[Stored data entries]
==*==

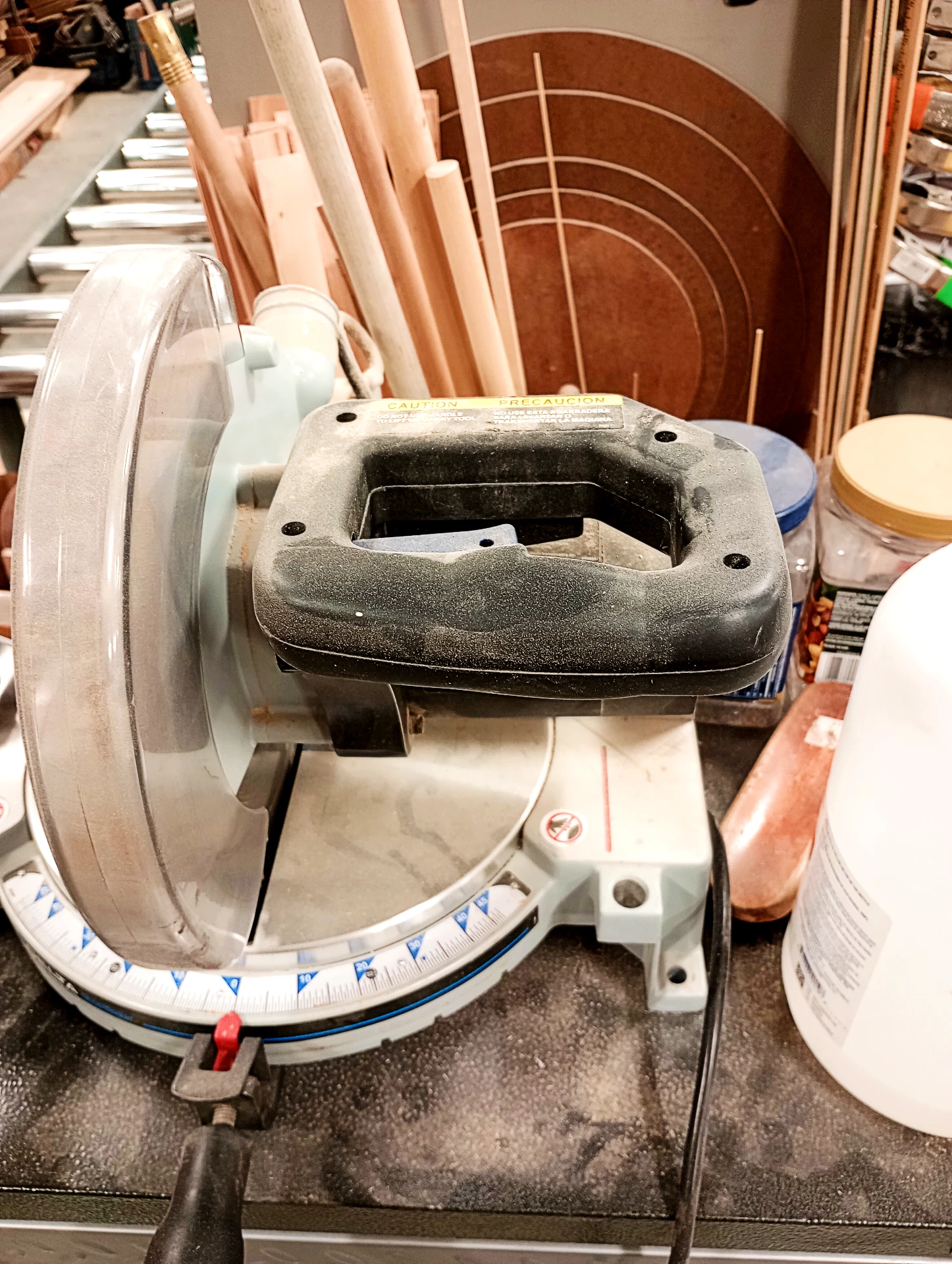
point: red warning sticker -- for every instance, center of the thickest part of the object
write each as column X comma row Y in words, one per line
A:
column 564, row 827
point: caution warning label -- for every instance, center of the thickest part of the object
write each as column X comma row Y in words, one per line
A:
column 577, row 412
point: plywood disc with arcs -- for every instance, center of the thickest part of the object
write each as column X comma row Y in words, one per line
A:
column 692, row 218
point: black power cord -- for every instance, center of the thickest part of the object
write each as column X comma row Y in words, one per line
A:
column 693, row 1162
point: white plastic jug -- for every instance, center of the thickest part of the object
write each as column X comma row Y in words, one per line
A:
column 868, row 956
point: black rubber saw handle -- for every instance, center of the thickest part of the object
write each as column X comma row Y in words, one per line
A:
column 204, row 1221
column 502, row 619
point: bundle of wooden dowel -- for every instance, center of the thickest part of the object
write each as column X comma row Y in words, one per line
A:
column 343, row 190
column 875, row 97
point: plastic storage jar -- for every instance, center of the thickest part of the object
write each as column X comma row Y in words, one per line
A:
column 884, row 502
column 791, row 477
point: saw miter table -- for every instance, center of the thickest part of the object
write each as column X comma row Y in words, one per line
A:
column 333, row 713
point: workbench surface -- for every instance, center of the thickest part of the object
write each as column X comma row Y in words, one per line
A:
column 552, row 1109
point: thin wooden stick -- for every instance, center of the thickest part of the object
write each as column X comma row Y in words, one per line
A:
column 849, row 230
column 294, row 59
column 290, row 201
column 226, row 244
column 367, row 151
column 462, row 246
column 559, row 224
column 886, row 60
column 387, row 63
column 864, row 206
column 833, row 239
column 471, row 113
column 755, row 376
column 204, row 128
column 907, row 76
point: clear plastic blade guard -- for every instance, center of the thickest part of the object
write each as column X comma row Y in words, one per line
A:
column 157, row 853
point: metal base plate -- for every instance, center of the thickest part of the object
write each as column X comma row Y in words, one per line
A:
column 372, row 850
column 622, row 803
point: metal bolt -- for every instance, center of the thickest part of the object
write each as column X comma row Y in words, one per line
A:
column 630, row 894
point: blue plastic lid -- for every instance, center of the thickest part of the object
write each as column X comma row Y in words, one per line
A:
column 789, row 473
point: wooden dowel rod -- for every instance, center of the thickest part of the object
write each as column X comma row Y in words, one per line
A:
column 387, row 63
column 833, row 238
column 907, row 78
column 397, row 244
column 868, row 194
column 755, row 376
column 456, row 221
column 849, row 234
column 471, row 113
column 210, row 141
column 559, row 224
column 298, row 68
column 290, row 201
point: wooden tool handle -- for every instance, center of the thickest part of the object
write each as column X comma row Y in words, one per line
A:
column 240, row 209
column 301, row 80
column 462, row 246
column 397, row 244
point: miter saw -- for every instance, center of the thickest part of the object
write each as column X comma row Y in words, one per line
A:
column 332, row 713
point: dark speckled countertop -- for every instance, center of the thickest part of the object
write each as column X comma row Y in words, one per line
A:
column 552, row 1109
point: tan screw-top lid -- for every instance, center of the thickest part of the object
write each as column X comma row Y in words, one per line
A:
column 897, row 472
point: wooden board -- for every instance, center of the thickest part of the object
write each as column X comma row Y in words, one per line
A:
column 262, row 109
column 31, row 99
column 290, row 201
column 226, row 247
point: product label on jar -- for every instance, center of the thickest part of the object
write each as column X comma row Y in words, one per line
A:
column 836, row 935
column 772, row 684
column 833, row 631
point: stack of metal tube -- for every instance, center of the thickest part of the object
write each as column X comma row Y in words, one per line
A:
column 151, row 200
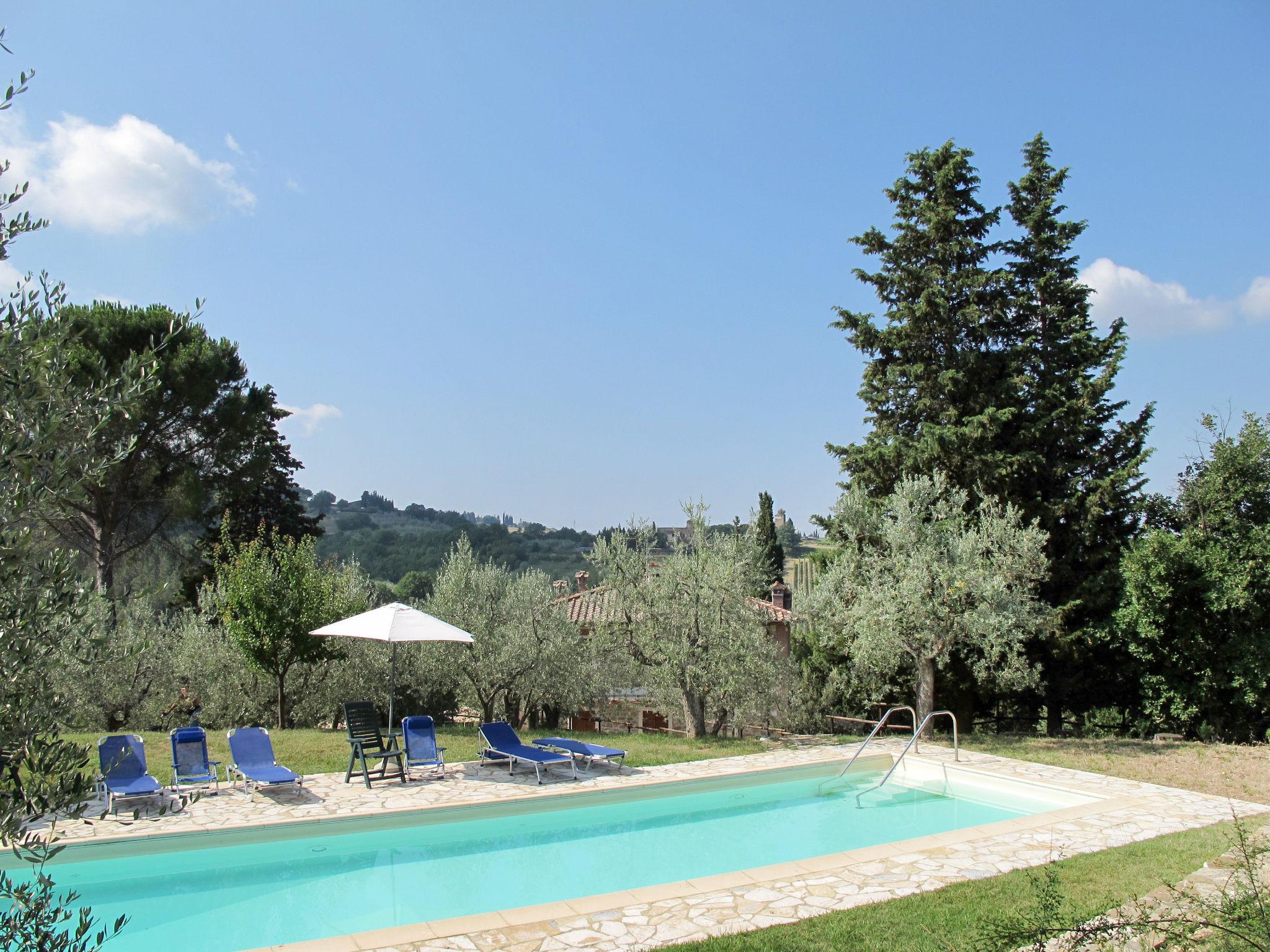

==*==

▶ What the exercise asks
Repeat the records above exactly, from the first line through the line that contains "point: white plastic", and leave out the pictures.

▶ Answer to this exercise
point: red warning sticker -- for every instance, center of the thickest part of the object
write each as column X comma row Y in words, one per line
A:
column 564, row 827
point: caution warning label -- for every instance, center of the thickest part of the object
write each as column X comma row Y in words, one per line
A:
column 577, row 412
point: plywood disc with arcs -- for every instance, center of the thickest part of the object
write each as column X comma row Y in words, one per line
A:
column 692, row 218
point: black power cord -- for every instance, center of the thickest part of the object
write each as column X comma row Y in words, one per line
A:
column 693, row 1162
point: white plastic jug -- for every instance, center of the thickest part of the object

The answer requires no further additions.